→ **SELECTED TEXT**
Dr Tu Youyou’s discovery, the anti-malarial artemisinin, derived from wormwood, is credited with saving millions of lives.
From opium in poppies, to quinine derived from the cinchona tree, to digoxin from foxgloves, there are many gems unearthed from the past that have true testable medical benefits.
In fact, there is now a whole branch of science dedicated to the study of traditional medicine, ethnopharmacology.
But it is not as simple as isolating the
active ingredient from a plant.
Apart from the fact lots of these plants in their raw form are poisonous, making useful drugs for a population requires planning and sufficient raw material.
“We have to develop drug strategies, and considerations of treating large numbers of people have to be taken into account,” Michael Heinrich, professor of pharmacognosy (medicinal plant research) at UCL, says.

Referring expression data:

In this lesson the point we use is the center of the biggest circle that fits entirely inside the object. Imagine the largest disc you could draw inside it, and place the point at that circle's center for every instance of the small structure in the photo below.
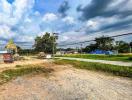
(102, 52)
(6, 56)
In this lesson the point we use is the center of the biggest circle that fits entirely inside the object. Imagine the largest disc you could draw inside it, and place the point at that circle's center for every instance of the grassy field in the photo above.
(125, 58)
(113, 69)
(10, 74)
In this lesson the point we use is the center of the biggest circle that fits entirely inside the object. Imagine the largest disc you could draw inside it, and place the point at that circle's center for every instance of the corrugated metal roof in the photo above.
(2, 52)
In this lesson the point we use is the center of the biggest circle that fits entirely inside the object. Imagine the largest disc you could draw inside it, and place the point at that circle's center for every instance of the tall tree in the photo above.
(45, 43)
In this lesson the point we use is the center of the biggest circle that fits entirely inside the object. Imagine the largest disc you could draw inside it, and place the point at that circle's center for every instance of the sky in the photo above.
(74, 20)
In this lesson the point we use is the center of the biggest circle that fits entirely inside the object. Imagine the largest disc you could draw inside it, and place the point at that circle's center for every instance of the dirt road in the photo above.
(120, 63)
(68, 83)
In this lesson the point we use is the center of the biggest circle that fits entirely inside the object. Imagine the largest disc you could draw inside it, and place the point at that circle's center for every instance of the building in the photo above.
(1, 55)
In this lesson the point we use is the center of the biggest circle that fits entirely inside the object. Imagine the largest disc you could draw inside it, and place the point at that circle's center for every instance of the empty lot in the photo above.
(67, 83)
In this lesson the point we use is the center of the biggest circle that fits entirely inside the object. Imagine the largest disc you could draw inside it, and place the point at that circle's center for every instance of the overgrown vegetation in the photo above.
(10, 74)
(114, 69)
(125, 58)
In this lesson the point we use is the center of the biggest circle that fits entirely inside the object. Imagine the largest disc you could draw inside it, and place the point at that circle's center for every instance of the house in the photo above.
(6, 56)
(1, 55)
(102, 52)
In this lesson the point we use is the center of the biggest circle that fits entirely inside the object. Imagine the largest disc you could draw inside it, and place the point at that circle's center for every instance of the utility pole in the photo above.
(130, 47)
(55, 36)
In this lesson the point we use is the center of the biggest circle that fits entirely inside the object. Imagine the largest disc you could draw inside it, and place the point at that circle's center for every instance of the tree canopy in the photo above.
(45, 43)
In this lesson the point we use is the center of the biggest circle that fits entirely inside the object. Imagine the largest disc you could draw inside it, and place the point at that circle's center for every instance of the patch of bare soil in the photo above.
(68, 83)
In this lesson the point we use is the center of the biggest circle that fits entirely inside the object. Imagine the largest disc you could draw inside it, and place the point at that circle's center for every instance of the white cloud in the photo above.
(50, 17)
(69, 20)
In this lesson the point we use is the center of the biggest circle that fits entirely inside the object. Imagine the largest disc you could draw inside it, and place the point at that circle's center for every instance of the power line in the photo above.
(94, 39)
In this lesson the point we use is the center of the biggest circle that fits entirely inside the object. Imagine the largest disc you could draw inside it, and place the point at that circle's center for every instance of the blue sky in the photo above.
(74, 20)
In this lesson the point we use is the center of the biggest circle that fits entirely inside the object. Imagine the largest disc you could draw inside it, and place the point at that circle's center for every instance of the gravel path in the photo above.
(120, 63)
(68, 83)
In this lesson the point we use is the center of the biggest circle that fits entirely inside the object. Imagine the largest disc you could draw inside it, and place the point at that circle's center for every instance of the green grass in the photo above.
(10, 74)
(125, 58)
(113, 69)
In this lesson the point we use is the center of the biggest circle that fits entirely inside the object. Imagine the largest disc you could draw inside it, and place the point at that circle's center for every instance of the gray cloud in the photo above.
(102, 8)
(64, 7)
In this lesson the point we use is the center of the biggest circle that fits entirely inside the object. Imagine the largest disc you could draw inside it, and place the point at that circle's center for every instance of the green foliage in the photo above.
(45, 43)
(114, 69)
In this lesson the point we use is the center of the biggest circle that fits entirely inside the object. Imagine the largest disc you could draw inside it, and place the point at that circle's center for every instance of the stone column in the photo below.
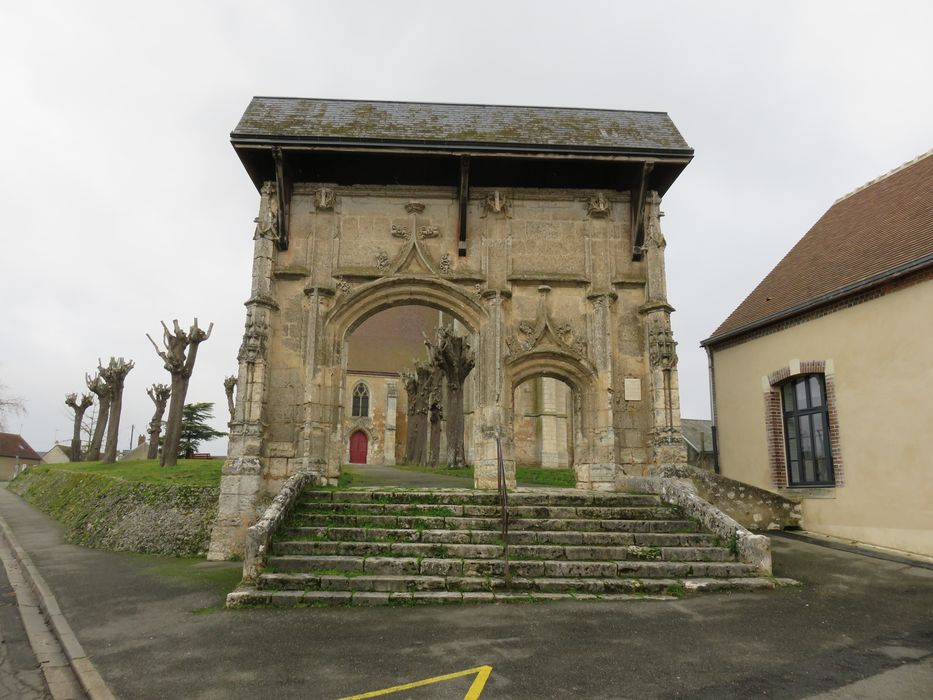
(667, 444)
(391, 417)
(323, 443)
(491, 419)
(241, 481)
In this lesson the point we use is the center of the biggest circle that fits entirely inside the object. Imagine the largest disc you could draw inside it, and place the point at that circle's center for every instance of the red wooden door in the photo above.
(358, 444)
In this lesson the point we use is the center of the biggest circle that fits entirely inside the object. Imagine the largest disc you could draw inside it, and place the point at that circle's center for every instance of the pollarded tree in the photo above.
(410, 381)
(181, 350)
(79, 407)
(98, 386)
(159, 394)
(454, 358)
(9, 404)
(194, 427)
(420, 385)
(115, 375)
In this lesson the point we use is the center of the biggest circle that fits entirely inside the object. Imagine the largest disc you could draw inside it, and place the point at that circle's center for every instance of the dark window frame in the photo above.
(794, 416)
(360, 403)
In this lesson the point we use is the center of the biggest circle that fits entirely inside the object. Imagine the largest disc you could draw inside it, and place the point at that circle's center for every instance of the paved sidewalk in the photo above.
(855, 619)
(20, 675)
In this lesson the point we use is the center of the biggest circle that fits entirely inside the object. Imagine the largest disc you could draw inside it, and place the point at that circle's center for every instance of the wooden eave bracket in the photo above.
(463, 196)
(283, 189)
(638, 211)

→ **WHAT YOU NEED TO DO**
1. Reproduce the portion of the text on plant-derived medicines that opens with the words containing "But it is not" and closes with "sufficient raw material.".
2. According to the text on plant-derived medicines, what plant is the anti-malarial artemisinin derived from?
3. Decide whether each statement agrees with the text on plant-derived medicines, answering yes or no and quoting the deciding words:
(a) Quinine is derived from foxgloves.
(b) Ethnopharmacology is a branch of science devoted to the study of traditional medicine.
(c) Many of the plants in question are poisonous in their raw form.

→ **OUTPUTS IN ORDER**
1.
But it is not as simple as isolating the
active ingredient from a plant.
Apart from the fact lots of these plants in their raw form are poisonous, making useful drugs for a population requires planning and sufficient raw material.

2. Wormwood.

3.
(a) No: "quinine derived from the cinchona tree"
(b) Yes: "a whole branch of science dedicated to the study of traditional medicine, ethnopharmacology"
(c) Yes: "lots of these plants in their raw form are poisonous"